# [SOURCE EXTRACT]

1998 Progress Report: Environmentally Conscious Manufacturing: Prediction of Processing Waste Streams for Discrete Products

EPA Grant Number: R825370C057
Subproject: this is subproject number 057 , established and managed by the Center Director under grant R825370
(EPA does not fund or establish subprojects; EPA awards and manages the overall grant for this center).

Center: EERC - National Center for Clean Industrial and Treatment Technologies (CenCITT)
Center Director: Crittenden, John C.
Title: Environmentally Conscious Manufacturing: Prediction of Processing Waste Streams for Discrete Products
Investigators: Sutherland, John
Institution: Michigan Technological University
EPA Project Officer: Klieforth, Barbara I
Project Period:    
Project Period Covered by this Report: January 1, 1997 through January 1, 1998
RFA: Exploratory Environmental Research Centers (1992) RFA Text |  Recipients Lists
Research Category: Center for Clean Industrial and Treatment Technologies (CenCITT) , Targeted Research


The aim of this project is to develop "Process Evaluation and Selection Tools" to minimize the waste streams generated during manufacturing.

Progress Summary:

Product manufacture has undesirable environmental, health, and safety impacts. The long term cost associated with manufacturing processes need to take these environmental and health factors into consideration. This economic aspect provides the motivation for developing tools and enhancing knowledge related to reducing waste and contributes to the central mission of CenCITT, which is to prevent pollution and waste minimization through the application of economically sound technologies.

The ECM project is a joint effort between Michigan Technological University and the University of Wisconsin-Madison. The ultimate goal of this effort is to produce an Environmental Advisory System for designing a concept design based product evaluation tool. The figure below illustrates the structure of the product evaluation tool.

Product Evaluation Tool Structure

A product life cycle consists of manufacturing, use, and post-use stages. This research project investigates the manufacturing stage and quantifies the environmental impact of various processes.

# [DATASET EXTRACT]
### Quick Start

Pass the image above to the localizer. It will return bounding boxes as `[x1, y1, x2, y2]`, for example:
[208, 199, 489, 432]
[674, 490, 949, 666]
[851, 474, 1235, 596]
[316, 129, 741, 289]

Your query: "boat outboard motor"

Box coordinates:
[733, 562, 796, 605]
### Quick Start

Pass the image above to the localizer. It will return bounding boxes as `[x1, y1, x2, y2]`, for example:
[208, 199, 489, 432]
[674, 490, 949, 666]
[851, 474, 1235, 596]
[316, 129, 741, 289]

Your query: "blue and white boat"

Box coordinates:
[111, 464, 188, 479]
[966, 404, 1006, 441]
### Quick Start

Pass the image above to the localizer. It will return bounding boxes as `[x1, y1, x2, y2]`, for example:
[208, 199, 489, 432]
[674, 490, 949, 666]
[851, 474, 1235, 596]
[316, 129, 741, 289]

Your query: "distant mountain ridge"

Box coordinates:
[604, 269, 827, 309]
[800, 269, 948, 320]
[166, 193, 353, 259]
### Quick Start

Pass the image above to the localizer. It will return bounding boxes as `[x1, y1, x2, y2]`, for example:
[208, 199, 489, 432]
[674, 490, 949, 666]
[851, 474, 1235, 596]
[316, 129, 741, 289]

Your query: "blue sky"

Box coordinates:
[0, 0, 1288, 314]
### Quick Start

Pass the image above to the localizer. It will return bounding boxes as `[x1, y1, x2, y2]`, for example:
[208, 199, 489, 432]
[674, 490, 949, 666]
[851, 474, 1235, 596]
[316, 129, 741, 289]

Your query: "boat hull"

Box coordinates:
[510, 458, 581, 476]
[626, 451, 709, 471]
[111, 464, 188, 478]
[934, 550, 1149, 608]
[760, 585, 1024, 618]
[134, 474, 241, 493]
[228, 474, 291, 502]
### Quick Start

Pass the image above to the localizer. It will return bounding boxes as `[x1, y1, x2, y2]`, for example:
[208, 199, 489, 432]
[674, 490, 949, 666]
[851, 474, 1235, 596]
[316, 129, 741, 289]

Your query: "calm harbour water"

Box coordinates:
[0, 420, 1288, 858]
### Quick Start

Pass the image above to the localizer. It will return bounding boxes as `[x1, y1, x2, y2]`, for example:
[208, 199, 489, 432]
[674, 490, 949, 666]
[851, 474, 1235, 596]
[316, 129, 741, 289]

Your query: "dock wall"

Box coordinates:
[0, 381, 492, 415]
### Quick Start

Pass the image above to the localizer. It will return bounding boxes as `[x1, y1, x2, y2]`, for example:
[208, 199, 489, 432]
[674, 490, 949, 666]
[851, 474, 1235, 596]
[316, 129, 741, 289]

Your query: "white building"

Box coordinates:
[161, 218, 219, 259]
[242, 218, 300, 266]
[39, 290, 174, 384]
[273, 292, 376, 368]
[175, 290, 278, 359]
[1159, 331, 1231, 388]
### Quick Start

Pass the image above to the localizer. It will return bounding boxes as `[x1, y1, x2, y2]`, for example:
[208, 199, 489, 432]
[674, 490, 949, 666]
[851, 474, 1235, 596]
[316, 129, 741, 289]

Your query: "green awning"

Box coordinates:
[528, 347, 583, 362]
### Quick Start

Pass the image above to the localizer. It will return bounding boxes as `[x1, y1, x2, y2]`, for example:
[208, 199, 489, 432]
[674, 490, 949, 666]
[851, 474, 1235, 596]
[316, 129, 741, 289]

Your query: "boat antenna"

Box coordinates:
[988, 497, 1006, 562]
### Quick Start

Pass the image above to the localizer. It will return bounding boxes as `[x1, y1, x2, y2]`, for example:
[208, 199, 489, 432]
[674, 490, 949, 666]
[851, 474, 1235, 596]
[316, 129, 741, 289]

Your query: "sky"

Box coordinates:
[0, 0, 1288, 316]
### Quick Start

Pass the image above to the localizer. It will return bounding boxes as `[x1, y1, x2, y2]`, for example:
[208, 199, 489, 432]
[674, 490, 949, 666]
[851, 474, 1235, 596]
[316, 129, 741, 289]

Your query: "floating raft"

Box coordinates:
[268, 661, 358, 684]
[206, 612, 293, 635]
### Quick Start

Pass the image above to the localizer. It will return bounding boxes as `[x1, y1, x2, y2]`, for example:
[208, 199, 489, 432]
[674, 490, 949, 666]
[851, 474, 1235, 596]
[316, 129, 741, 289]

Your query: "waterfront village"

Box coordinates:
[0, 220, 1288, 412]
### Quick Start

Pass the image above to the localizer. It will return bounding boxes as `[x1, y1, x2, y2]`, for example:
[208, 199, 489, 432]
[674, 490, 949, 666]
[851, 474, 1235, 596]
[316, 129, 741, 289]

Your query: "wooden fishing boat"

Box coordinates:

# [YOUR TASKS]
a - Summarize the progress report in two sentences.
b - According to the progress report, what period does the report cover?
c - Copy out the passage of the progress report from "Center: EERC - National" to "generated during manufacturing.".
The data come from a different source than the progress report.

# [RESPONSES BY TASK]
a - The progress report describes a project that aims to develop "Process Evaluation and Selection Tools" to minimize the waste streams generated during manufacturing, in a joint effort between Michigan Technological University and the University of Wisconsin-Madison. The research investigates the manufacturing stage of a product's life cycle and quantifies the environmental impact of various processes.

b - January 1, 1997 through January 1, 1998.

c -
Center: EERC - National Center for Clean Industrial and Treatment Technologies (CenCITT)
Center Director: Crittenden, John C.
Title: Environmentally Conscious Manufacturing: Prediction of Processing Waste Streams for Discrete Products
Investigators: Sutherland, John
Institution: Michigan Technological University
EPA Project Officer: Klieforth, Barbara I
Project Period:    
Project Period Covered by this Report: January 1, 1997 through January 1, 1998
RFA: Exploratory Environmental Research Centers (1992) RFA Text |  Recipients Lists
Research Category: Center for Clean Industrial and Treatment Technologies (CenCITT) , Targeted Research


The aim of this project is to develop "Process Evaluation and Selection Tools" to minimize the waste streams generated during manufacturing.